What the exercise asks: Copy out each line of the data below in which the string "vegetation" appears.

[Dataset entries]
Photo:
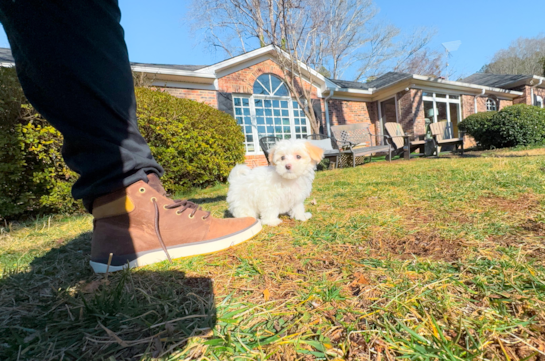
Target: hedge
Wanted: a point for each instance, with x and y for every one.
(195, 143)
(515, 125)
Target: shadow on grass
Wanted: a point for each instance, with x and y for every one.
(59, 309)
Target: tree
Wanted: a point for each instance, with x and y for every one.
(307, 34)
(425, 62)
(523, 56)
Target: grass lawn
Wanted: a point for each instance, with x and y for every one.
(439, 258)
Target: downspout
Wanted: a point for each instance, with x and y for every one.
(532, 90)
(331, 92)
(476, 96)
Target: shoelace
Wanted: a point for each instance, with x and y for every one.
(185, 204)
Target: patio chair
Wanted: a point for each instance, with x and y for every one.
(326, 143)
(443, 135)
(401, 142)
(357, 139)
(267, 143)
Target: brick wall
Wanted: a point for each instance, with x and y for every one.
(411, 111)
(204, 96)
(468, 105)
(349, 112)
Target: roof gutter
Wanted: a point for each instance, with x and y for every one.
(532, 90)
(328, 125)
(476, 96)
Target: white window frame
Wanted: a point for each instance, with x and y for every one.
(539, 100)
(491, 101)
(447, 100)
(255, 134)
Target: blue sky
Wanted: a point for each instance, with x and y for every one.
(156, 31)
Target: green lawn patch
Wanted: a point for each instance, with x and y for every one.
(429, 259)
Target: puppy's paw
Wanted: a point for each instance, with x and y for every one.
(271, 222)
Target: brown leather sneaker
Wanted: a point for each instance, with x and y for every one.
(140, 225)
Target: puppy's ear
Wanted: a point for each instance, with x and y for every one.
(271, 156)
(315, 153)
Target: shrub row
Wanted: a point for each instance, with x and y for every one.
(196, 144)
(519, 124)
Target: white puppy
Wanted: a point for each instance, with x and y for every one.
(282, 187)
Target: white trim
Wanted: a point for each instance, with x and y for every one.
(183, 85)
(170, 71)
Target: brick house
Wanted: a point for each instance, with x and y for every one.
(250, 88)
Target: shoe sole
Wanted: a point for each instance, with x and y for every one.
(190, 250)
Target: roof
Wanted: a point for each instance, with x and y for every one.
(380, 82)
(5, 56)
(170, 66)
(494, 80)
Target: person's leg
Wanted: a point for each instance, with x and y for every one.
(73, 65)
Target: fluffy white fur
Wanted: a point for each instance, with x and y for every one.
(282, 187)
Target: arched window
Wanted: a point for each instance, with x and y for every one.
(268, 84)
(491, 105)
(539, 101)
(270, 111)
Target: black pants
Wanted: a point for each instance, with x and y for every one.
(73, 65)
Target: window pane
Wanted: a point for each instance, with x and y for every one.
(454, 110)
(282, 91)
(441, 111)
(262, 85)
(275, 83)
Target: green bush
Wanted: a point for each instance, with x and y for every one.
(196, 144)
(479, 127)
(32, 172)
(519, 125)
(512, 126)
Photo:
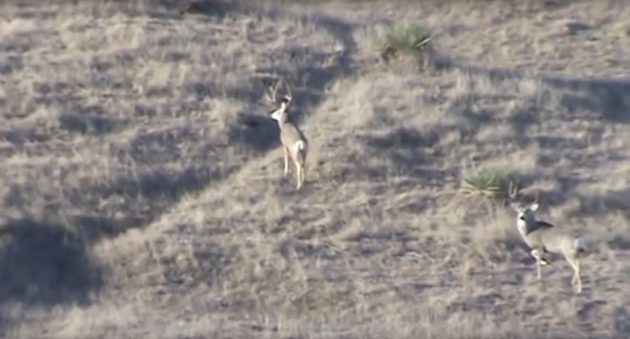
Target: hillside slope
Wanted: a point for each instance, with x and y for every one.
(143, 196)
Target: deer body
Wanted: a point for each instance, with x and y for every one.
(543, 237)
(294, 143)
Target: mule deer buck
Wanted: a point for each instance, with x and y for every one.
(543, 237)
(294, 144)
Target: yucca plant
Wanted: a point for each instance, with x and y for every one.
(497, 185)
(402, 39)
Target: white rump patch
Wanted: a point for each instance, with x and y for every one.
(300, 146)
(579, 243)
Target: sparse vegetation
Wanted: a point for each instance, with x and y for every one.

--

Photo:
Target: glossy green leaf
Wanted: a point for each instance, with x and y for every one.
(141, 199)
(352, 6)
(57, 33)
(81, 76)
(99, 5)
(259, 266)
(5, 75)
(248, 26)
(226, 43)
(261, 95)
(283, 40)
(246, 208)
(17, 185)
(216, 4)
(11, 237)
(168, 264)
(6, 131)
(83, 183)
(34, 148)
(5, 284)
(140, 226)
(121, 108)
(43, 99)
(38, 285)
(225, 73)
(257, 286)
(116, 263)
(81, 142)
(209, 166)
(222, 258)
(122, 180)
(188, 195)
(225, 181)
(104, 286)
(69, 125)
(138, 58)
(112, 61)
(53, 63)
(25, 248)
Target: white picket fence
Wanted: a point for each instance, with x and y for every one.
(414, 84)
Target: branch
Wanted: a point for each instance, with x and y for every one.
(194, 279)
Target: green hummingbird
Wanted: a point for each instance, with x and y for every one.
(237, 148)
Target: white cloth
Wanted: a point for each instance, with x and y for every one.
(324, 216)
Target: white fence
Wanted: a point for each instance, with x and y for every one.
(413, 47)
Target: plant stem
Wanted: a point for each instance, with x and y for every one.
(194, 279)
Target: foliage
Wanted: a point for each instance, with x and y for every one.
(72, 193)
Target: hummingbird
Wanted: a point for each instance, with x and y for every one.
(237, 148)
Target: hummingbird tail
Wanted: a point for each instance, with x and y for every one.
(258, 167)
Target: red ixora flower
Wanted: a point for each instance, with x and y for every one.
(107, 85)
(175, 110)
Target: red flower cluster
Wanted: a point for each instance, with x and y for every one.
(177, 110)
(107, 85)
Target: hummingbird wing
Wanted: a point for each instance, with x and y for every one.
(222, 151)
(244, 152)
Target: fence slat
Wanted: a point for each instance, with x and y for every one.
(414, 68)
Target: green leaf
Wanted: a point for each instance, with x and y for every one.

* * *

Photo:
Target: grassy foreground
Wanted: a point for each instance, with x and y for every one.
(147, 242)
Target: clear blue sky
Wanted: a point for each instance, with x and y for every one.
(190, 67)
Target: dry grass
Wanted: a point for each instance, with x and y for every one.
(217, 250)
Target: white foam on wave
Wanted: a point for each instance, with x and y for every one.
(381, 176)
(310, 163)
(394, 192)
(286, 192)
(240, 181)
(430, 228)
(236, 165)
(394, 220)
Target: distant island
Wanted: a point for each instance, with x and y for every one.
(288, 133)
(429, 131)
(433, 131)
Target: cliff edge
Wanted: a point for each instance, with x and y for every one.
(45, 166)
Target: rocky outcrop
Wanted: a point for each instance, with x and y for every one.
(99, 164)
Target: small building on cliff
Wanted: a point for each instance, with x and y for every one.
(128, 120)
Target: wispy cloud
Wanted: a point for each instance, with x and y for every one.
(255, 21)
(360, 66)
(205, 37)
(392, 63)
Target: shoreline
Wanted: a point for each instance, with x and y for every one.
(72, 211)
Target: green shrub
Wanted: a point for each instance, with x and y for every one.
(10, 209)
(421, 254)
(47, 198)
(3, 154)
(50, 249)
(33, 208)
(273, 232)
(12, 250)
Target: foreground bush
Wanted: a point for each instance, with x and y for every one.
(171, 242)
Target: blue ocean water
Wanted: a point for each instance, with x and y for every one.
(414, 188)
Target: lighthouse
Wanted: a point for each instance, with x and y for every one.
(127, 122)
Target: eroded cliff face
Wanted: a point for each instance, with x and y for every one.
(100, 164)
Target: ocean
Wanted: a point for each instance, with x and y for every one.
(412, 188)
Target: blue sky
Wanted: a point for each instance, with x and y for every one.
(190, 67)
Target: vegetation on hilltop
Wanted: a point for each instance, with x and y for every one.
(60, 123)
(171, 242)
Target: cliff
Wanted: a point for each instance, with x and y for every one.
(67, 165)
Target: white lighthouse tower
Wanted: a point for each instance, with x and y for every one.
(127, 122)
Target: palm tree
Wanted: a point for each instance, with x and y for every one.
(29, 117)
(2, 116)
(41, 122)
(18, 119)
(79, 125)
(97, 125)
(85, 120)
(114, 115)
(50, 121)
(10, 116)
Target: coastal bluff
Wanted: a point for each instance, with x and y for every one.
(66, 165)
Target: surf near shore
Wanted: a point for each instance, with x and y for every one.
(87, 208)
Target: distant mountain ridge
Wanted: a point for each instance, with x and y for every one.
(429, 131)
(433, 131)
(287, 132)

Response area:
Target: sparse vegetation
Target: vegetation on hilltop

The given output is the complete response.